WHAT TO DO:
Rewrite every line of the records below as one numbered list, leaving out blank lines.

-- begin INPUT FOR THIS TASK --

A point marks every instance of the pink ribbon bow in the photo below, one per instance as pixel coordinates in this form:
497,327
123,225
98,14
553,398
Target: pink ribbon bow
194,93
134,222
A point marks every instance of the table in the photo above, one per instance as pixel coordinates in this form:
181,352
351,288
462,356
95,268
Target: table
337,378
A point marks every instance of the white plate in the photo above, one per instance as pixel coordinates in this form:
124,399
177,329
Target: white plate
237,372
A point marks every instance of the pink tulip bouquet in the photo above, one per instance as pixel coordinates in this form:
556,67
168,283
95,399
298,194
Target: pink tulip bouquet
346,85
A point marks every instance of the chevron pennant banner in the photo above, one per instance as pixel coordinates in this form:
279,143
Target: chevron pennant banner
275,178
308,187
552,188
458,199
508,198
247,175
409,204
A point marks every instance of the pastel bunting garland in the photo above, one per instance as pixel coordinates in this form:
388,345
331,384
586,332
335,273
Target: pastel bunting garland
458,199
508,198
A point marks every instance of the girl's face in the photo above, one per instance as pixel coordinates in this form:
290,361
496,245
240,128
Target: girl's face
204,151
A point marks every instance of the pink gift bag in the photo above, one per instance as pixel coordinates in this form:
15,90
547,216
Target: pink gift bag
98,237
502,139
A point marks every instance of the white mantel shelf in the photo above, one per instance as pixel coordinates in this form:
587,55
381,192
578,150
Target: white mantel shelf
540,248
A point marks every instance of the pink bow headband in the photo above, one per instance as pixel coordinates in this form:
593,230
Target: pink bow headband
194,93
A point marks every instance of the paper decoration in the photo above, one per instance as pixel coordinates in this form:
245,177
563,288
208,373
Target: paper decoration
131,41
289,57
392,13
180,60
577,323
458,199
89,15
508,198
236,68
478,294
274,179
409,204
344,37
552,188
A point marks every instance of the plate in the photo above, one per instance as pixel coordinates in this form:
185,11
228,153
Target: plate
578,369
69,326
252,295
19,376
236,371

-- end INPUT FOR THIS TASK --

TASK ANSWER:
1. A point marks every instance of the pink ribbon bow in the photo below, one per instance as pixel coordinates in this form:
2. 497,327
3. 123,225
4. 98,14
5. 553,398
6. Target: pink ribbon bow
7. 194,93
8. 134,222
9. A point marks every instance of the table in the photo above, one per instance as pixel coordinates in this form:
10. 181,352
11. 351,288
12. 462,356
13. 95,268
14. Target: table
15. 337,378
16. A point marks every instance of the white plate in the photo above, one per instance as pixel coordinates in this form:
17. 124,399
18. 177,329
19. Target: white plate
20. 237,372
21. A point marks every instance of the pink tulip bouquet in the photo above, one per instance as pixel coordinates in this form:
22. 556,67
23. 168,283
24. 95,399
25. 298,194
26. Target: pink tulip bouquet
27. 346,85
28. A point marks every instance of the chevron pennant banner in the photo above, one per instance as pixel coordinates in this form:
29. 279,143
30. Target: chevron pennant banner
31. 275,178
32. 308,187
33. 552,188
34. 458,199
35. 508,198
36. 247,175
37. 409,204
38. A point marks every instance of the pastel bunting garland in the photo above, one per instance as pixel coordinates in this form:
39. 388,345
40. 331,384
41. 586,332
42. 335,273
43. Target: pastel bunting garland
44. 458,199
45. 508,198
46. A point marks every instance of the girl's face in the photo above, one per instance as pixel coordinates in this form:
47. 290,361
48. 496,245
49. 240,128
50. Target: girl's face
51. 204,151
52. A point marks every instance of the pink gift bag in the photo above, one per instance as pixel coordinates in this form:
53. 15,90
54. 547,216
55. Target: pink gift bag
56. 98,237
57. 502,139
58. A point marks every instance of the white mantel shelf in the photo above, one per instance as pixel coordinates in this form:
59. 587,55
60. 381,192
61. 578,150
62. Target: white mantel shelf
63. 540,248
64. A point marks every instance of the pink bow headband in the photo above, one per instance as pixel coordinates in this form:
65. 593,230
66. Target: pink bow headband
67. 194,93
68. A point marks every instance of the paper decoration in the photo above, one per instance as pixel coordinates in this form:
69. 245,177
70. 563,288
71. 208,373
72. Target: paper decoration
73. 131,41
74. 289,57
75. 392,13
76. 180,60
77. 577,323
78. 458,199
79. 89,15
80. 508,198
81. 236,68
82. 478,294
83. 274,179
84. 409,204
85. 344,37
86. 552,188
87. A point marks every instance of the plate in the photo above, one per instance as pixel coordinates in this form:
88. 185,11
89. 228,153
90. Target: plate
91. 578,369
92. 69,326
93. 252,295
94. 19,376
95. 236,371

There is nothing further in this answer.